TEXT SEGMENT:
Both active and inactive males in there 4th and 5th decade have increased risk of Achilles tendon ruptures. The literature in general is full of musculoskeletal injuries like this, that appear to have clear gender preferences, but offer biological or pathophysiological explanations have offered explanations for these documented observations.
In males conditions that accompany the aging process such as decreased muscle mass, body fat, osteoporosis, metabolism and libido are associated with declines in serum testosterone. Although the effect of estrogen levels on tendon size and architecture has been studied in females, the correlation of testosterone levels on tendons in males is unknown.
Serum free testosterone (FT) and total testosterone (TT) level were drawn in males with Achilles tendon rupture at time of injury and compared to healthy normal historical data as a means of evaluating if decreased sex hormone level is a risk factor for tendon injury. We hypothesized that males diagnosed with Achilles tendon ruptures will have lower FT and TT levels than age-matched normal levels in the literature.
The FT and TT levels of these injured men were directly compared to age matched historical data. The mean FT and TT levels, and 95% confidence intervals were then calculate from historical data and used to determine statistical significance.
15 males age 24-33, sixteen age 34-43, nine age 44-53 and two males age 54-63 had serum FT and TT levels recorded as part of their clinical care. All Males between 25-61 had statistically significant lower FT and TT levels compared to normal controls in the literature. Those in the 4th decade had largest difference in means compared to historical data.

WHAT TO DO:
A. In the Achilles tendon rupture study, how many males aged 44-53 had serum FT and TT levels recorded?
B. Reproduce everything in the Achilles tendon rupture study from "Serum free testosterone" down to "determine statistical significance.".

GIVEN RECORDS:
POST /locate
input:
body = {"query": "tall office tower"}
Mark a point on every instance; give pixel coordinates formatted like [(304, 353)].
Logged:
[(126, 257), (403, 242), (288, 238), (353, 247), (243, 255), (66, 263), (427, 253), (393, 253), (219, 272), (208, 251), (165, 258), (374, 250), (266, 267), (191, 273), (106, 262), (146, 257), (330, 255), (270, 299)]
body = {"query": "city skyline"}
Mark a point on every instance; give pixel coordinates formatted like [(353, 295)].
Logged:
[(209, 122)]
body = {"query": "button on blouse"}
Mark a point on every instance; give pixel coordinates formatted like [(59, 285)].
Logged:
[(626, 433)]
* * *
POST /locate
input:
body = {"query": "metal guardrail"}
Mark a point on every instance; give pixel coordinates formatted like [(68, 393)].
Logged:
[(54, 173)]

RESPONSES TO THE EXERCISE:
A. Nine.

B.
Serum free testosterone (FT) and total testosterone (TT) level were drawn in males with Achilles tendon rupture at time of injury and compared to healthy normal historical data as a means of evaluating if decreased sex hormone level is a risk factor for tendon injury. We hypothesized that males diagnosed with Achilles tendon ruptures will have lower FT and TT levels than age-matched normal levels in the literature.
The FT and TT levels of these injured men were directly compared to age matched historical data. The mean FT and TT levels, and 95% confidence intervals were then calculate from historical data and used to determine statistical significance.